--- Start ---
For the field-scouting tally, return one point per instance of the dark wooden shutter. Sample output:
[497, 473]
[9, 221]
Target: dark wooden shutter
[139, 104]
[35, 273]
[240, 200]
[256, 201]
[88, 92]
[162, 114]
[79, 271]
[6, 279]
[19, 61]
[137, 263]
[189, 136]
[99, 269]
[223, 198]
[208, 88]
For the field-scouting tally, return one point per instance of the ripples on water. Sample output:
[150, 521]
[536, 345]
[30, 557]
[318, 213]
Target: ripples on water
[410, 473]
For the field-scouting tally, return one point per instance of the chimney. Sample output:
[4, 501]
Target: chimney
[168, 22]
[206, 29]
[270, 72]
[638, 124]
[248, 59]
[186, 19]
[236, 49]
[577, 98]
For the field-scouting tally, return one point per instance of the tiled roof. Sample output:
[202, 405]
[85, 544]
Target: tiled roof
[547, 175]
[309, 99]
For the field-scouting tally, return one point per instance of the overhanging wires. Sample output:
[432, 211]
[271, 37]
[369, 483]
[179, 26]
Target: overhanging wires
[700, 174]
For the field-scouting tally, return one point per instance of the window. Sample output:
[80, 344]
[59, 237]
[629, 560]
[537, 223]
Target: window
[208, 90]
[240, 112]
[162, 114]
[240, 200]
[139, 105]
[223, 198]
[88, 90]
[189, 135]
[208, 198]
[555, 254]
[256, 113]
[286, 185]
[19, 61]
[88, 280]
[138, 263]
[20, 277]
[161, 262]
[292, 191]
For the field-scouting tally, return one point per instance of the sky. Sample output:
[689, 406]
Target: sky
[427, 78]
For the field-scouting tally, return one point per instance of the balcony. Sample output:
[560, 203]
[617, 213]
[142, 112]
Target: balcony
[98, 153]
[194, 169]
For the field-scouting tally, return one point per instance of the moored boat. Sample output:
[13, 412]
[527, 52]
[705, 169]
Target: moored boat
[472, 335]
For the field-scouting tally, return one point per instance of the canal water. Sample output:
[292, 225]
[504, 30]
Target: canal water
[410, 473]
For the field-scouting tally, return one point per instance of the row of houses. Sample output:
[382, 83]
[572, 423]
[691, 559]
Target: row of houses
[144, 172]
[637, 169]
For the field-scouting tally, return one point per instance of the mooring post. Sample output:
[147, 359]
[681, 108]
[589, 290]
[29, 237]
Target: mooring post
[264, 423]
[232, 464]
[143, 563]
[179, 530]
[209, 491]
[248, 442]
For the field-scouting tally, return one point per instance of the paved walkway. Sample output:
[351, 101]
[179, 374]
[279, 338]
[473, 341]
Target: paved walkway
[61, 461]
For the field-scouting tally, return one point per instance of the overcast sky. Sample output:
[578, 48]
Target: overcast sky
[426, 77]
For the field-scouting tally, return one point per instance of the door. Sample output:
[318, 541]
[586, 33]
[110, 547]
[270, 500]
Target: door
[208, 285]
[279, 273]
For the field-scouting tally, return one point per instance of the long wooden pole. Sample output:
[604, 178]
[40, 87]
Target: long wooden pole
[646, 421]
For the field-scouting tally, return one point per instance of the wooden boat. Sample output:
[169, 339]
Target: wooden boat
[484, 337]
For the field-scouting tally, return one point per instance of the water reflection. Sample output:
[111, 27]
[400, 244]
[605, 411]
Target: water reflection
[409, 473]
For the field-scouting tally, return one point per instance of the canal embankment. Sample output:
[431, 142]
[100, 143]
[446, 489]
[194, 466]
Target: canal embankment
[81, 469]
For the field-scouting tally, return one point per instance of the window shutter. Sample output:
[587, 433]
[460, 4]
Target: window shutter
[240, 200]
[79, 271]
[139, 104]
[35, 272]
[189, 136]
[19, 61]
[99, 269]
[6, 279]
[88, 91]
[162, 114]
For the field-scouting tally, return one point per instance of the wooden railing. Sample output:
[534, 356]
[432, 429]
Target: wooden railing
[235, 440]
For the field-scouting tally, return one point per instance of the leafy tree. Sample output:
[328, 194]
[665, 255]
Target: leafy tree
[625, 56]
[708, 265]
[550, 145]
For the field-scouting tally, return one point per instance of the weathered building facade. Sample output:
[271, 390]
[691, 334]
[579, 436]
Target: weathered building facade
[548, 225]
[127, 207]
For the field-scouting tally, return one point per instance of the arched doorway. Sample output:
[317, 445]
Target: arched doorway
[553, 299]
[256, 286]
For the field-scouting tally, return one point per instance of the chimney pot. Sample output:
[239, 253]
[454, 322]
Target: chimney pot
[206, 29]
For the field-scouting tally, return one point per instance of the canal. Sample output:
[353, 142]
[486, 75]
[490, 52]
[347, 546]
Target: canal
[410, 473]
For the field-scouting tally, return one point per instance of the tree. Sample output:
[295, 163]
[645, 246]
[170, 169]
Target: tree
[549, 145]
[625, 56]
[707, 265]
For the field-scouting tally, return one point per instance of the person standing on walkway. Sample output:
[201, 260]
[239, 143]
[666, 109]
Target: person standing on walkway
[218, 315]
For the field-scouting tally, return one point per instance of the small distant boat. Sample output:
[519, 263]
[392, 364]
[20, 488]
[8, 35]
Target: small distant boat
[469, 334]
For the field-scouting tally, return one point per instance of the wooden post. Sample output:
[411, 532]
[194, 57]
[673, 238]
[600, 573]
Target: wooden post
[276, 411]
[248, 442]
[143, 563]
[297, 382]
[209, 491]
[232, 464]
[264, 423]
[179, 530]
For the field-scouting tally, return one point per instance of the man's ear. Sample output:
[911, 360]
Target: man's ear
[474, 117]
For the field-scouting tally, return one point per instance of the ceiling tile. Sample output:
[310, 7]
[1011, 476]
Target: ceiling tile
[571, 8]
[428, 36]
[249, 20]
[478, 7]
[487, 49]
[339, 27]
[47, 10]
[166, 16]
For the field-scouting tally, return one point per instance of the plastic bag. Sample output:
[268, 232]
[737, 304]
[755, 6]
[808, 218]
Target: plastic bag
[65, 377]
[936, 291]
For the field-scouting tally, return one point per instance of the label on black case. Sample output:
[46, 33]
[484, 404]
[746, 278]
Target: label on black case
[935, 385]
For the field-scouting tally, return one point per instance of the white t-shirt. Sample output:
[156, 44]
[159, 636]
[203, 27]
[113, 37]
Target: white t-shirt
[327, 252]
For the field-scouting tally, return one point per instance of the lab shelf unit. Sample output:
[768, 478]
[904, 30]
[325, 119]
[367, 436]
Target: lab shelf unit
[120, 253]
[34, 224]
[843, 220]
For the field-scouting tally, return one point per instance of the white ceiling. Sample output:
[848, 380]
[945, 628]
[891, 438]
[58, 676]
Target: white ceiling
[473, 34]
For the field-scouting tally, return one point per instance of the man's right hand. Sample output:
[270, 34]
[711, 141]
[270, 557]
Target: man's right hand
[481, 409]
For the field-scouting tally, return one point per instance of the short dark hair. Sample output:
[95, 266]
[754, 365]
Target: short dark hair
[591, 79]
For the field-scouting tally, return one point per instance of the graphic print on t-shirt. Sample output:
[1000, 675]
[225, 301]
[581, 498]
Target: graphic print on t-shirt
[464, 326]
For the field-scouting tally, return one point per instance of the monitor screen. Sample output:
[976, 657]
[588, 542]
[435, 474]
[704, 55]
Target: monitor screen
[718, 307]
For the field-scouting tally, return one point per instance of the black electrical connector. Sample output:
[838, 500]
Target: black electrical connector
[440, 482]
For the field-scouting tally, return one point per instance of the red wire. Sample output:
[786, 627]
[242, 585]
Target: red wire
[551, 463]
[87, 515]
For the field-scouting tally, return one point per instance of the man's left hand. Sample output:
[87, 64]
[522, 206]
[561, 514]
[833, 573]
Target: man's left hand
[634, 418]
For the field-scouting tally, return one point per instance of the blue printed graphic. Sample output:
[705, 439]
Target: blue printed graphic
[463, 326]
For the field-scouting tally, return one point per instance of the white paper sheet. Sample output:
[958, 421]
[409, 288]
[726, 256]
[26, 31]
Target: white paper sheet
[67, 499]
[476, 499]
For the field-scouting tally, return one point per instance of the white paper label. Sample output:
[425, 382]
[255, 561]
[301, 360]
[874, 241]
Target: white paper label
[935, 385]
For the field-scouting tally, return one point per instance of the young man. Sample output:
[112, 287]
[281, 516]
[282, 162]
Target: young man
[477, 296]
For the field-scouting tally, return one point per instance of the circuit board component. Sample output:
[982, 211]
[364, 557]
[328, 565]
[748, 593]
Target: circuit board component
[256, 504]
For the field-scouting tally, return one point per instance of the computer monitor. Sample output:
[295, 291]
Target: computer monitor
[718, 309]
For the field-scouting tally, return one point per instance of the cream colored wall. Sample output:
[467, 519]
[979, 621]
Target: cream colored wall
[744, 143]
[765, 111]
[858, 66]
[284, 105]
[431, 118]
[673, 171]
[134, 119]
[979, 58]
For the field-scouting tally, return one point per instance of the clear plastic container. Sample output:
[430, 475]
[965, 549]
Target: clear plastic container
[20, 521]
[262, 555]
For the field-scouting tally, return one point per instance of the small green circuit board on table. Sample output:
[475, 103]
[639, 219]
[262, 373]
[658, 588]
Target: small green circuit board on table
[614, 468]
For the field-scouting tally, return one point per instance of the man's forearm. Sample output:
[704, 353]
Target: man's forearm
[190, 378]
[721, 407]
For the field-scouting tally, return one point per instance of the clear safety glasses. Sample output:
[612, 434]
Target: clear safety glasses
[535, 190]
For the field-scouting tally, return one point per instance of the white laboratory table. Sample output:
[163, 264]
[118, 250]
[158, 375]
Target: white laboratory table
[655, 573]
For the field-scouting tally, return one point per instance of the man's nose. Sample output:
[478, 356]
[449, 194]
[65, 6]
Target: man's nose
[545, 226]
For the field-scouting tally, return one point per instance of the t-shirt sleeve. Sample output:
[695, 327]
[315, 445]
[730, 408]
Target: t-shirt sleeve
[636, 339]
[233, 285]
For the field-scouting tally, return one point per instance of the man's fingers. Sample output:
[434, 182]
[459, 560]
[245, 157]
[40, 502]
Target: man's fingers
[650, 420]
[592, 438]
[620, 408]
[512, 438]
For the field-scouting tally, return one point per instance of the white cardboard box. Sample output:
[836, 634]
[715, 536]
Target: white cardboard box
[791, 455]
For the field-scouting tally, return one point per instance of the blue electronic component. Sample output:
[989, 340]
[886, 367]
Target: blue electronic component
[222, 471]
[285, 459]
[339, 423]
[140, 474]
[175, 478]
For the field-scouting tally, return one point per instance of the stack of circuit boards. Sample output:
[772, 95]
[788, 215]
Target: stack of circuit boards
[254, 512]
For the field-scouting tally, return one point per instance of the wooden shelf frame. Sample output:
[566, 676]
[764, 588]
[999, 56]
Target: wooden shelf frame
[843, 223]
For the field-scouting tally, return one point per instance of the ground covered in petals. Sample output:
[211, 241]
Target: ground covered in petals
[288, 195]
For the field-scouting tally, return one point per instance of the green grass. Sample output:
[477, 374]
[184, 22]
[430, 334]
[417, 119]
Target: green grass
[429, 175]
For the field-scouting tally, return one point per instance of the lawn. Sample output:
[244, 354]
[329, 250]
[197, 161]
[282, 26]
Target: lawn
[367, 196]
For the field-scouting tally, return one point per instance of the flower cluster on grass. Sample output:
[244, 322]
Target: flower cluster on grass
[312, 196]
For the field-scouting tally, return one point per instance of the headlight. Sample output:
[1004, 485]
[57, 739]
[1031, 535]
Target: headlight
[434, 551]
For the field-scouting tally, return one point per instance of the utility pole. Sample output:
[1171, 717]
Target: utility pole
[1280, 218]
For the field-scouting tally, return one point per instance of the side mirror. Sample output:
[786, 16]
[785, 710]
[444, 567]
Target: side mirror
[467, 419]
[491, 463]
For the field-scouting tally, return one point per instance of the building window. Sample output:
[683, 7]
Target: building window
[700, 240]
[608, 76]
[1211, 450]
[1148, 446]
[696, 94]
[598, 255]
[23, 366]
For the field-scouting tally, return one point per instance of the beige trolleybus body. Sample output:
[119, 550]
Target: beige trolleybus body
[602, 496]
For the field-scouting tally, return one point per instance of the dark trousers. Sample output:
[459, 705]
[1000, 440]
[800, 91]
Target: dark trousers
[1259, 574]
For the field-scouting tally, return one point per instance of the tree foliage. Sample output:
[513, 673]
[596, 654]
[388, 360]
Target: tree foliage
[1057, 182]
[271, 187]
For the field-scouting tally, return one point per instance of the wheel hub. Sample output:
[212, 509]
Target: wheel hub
--- End ---
[Problem to solve]: For this exercise, please retype exactly the lines in the listing from the line with "of the green" through its last line, both ends included.

[Response to this exercise]:
For the field-scouting tally, return one point per instance of the green grass. Sample output:
[477, 374]
[184, 22]
[430, 334]
[417, 119]
Target: green grass
[429, 175]
For the field-scouting tally, return one point per instance of the lawn. Sample output:
[244, 354]
[329, 250]
[197, 161]
[282, 26]
Target: lawn
[367, 196]
For the field-scouting tally, return one point per instance of the flower cluster on grass. Sample output:
[244, 322]
Target: flower cluster on grass
[312, 196]
For the field-scouting tally, return one point per instance of the headlight. Sample output:
[1004, 485]
[57, 739]
[1031, 535]
Target: headlight
[434, 551]
For the field-scouting tally, return one point per instance of the utility pole. Sample output:
[1171, 717]
Target: utility pole
[1280, 218]
For the field-scouting tally, return one point per instance of the side mirror. Sample output:
[786, 16]
[785, 710]
[444, 567]
Target: side mirror
[467, 419]
[491, 463]
For the field-scouting tally, return one point per instance of the building window. Sample output:
[683, 7]
Target: building window
[700, 240]
[608, 76]
[1211, 450]
[1148, 446]
[696, 94]
[598, 255]
[23, 366]
For the field-scouting tally, return one point per instance of the beige trolleybus body. Sample output:
[119, 550]
Target: beige trolleybus body
[602, 496]
For the field-scouting tally, return one point per instance of the dark trousers. Sample output:
[459, 705]
[1000, 440]
[800, 91]
Target: dark trousers
[1259, 574]
For the field-scouting tally, return one point per instance of the tree foliage. Sample output:
[513, 673]
[596, 654]
[388, 360]
Target: tree foliage
[1057, 182]
[271, 187]
For the field-scouting tally, return one point per instance of the wheel hub. Sample output:
[212, 509]
Target: wheel hub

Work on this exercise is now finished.